● TASK INSTRUCTIONS: Count the lines in the data below that have "negative" in them, and reply with only that number.

● RECORDS SUPPLIED:

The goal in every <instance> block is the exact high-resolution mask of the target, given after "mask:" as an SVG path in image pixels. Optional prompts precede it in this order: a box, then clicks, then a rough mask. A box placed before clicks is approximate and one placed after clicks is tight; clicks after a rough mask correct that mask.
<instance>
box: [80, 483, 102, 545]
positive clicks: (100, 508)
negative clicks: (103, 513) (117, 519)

* * *

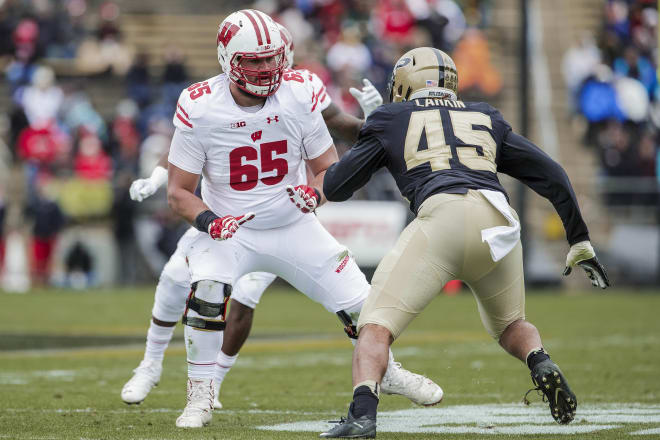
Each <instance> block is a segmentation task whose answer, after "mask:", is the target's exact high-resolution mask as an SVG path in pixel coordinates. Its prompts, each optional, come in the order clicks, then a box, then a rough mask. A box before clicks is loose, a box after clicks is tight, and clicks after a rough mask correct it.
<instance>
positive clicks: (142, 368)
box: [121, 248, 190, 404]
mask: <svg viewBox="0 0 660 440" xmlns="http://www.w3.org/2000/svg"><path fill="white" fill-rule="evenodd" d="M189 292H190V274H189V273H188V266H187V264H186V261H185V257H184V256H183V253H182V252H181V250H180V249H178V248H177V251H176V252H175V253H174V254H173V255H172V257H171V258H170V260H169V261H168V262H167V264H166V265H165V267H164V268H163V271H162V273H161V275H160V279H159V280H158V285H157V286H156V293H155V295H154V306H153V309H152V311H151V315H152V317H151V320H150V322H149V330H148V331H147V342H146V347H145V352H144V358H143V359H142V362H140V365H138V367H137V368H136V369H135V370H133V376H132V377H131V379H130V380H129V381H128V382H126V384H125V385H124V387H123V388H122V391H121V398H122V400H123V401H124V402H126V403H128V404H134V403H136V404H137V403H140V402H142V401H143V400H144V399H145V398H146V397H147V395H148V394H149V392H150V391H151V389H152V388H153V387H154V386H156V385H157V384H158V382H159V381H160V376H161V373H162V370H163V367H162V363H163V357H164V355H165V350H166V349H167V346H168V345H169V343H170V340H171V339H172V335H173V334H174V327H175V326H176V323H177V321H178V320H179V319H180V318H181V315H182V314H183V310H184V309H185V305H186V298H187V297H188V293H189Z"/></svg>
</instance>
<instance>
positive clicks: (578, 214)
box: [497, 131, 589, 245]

* * *

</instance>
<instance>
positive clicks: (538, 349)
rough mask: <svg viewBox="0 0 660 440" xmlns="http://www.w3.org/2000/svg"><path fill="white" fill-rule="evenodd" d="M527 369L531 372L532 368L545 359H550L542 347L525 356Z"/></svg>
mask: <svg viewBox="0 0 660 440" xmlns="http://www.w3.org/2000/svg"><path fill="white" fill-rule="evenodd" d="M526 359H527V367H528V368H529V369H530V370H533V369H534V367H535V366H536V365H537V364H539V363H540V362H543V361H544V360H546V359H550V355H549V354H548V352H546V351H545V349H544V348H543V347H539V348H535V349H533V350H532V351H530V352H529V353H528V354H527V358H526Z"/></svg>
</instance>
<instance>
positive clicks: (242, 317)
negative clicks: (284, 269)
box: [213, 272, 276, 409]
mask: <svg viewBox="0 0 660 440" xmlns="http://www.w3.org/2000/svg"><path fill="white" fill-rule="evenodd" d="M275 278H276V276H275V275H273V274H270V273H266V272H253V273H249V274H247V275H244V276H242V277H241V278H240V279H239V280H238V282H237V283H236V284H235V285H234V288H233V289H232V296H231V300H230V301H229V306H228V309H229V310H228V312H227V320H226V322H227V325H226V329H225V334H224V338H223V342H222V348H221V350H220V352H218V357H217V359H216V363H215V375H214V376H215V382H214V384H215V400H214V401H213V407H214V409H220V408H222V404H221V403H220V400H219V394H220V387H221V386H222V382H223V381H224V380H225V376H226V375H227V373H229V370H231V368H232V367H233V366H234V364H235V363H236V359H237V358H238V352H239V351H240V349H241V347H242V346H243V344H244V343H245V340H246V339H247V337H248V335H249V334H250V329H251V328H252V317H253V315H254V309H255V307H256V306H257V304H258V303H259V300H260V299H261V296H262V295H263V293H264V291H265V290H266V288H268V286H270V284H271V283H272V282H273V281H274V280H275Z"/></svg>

● SOLUTION TO THIS EXERCISE: 2